*Extrait de page*:
Accessible à plusieurs niveaux, l’exposition peut être appréhendée par les amateurs de contes, les enfants, les amoureux des textes, les historiens, et même ceux qui n’ont pas beaucoup l’habitude des expositions. Les dispositifs interactifs mis en place permettent de diversifier la scénographie, et d’aborder autrement les spectateurs. Les modes d’accès à l’information sont divers et cela permet de moduler son attention.
Le parcours du texte
Le texte des « Milles et une nuits » a subi une véritable aventure, au gré des époques, des auteurs et des sociétés, il a connu des ajouts et des suppressions, des nuances et des détails. La première salle de l’exposition scénarise historiquement et géographiquement le processus d’élaboration du livre, du 9ème siècle à de nos jours. Les premiers contes étaient destinés à des rois, les manuscrits perdus, il n’est resté que des écrits qui datent du 15ème au 19ème siècle. Le recueil s’est construit sur une base indo-persanne et il a été enrichit de récits autres, provenant d’Egypte ou de Bagdad. A l’époque le livre persan relevait d’un genre appelé le « miroir des princes », c’est-à-dire à portée morale ou épique et écrits de manière à convenir à l’aristocratie.

*Consigne A*:
Répondez à ces questions sur l'extrait :
(i) Quelle période historique la première salle de l'exposition met-elle en scène ?
(ii) De quels siècles datent les écrits qui nous sont parvenus ?
(iii) Comment s'appelait le genre dont relevait alors le livre persan ?
*Consigne B*:
Recopiez la liste tout entière, mot pour mot, de sa première à sa dernière ligne.
La liste n'a aucun rapport avec l'extrait.

*Liste*:
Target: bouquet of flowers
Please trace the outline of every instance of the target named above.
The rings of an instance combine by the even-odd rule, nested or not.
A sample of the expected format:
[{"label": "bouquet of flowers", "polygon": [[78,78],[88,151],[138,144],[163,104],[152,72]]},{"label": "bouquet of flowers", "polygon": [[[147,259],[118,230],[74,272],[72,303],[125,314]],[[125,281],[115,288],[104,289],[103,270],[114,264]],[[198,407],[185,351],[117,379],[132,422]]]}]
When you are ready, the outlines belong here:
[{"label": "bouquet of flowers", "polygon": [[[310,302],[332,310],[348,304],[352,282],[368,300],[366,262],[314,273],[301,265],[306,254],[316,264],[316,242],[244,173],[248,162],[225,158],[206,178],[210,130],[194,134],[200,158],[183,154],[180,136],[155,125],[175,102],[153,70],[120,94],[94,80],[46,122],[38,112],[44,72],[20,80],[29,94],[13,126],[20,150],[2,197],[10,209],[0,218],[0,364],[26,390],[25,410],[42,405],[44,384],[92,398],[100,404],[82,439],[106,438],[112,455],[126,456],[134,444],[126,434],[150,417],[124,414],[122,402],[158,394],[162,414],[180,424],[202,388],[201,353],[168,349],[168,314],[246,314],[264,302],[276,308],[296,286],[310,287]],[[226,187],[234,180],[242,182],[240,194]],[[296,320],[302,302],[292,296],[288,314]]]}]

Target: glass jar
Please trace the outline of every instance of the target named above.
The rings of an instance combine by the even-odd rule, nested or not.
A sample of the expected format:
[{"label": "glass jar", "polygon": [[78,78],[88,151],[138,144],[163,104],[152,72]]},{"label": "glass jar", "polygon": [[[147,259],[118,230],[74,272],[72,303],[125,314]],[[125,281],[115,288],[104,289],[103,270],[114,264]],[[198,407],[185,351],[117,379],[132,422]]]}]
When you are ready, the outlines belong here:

*Bonne réponse A*:
(i) Du 9ème siècle à nos jours.
(ii) Du 15ème au 19ème siècle.
(iii) Le « miroir des princes ».

*Bonne réponse B*:
Target: bouquet of flowers
Please trace the outline of every instance of the target named above.
The rings of an instance combine by the even-odd rule, nested or not.
A sample of the expected format:
[{"label": "bouquet of flowers", "polygon": [[78,78],[88,151],[138,144],[163,104],[152,72]]},{"label": "bouquet of flowers", "polygon": [[[147,259],[118,230],[74,272],[72,303],[125,314]],[[125,281],[115,288],[104,289],[103,270],[114,264]],[[198,407],[185,351],[117,379],[132,422]]]}]
When you are ready, the outlines belong here:
[{"label": "bouquet of flowers", "polygon": [[[310,302],[332,310],[348,304],[352,282],[368,300],[366,262],[314,273],[301,265],[306,254],[316,264],[316,242],[244,173],[248,162],[225,158],[206,178],[210,130],[194,134],[200,158],[183,154],[180,136],[155,125],[175,102],[153,70],[120,94],[94,80],[46,122],[38,112],[44,72],[20,80],[29,94],[13,126],[20,150],[2,197],[10,209],[0,218],[0,364],[26,390],[25,410],[42,405],[44,384],[92,398],[100,404],[82,439],[106,438],[112,455],[126,456],[134,444],[126,434],[150,417],[124,414],[122,402],[158,394],[162,414],[180,424],[202,388],[201,353],[168,349],[168,314],[246,314],[264,302],[276,308],[296,286],[310,287]],[[226,187],[234,180],[242,182],[240,194]],[[296,320],[302,302],[292,296],[288,314]]]}]

Target: glass jar
Please trace the outline of every instance of the target named above.
The rings of an instance combine by the even-odd rule, nested or not.
A sample of the expected format:
[{"label": "glass jar", "polygon": [[78,78],[88,151],[138,144],[163,104],[152,72]]},{"label": "glass jar", "polygon": [[[147,259],[118,230],[74,272],[72,303],[125,314]],[[125,281],[115,288],[104,289],[103,270],[114,264]],[[198,407],[185,351],[117,379],[132,422]]]}]
When you are ready, the outlines belong here:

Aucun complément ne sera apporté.